## WRITTEN TASK:
Update these lines by replacing "orange rubber glove" with "yellow cleaning glove", leaving everything else unchanged.

## RECORDS SUPPLIED:

>> begin

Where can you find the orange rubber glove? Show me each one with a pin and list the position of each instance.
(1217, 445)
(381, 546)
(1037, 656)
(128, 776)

>> end

## OUTPUT FOR THIS TASK:
Where can you find the yellow cleaning glove? Show me each one with a pin and list the position of each instance.
(1217, 445)
(381, 546)
(1037, 656)
(128, 776)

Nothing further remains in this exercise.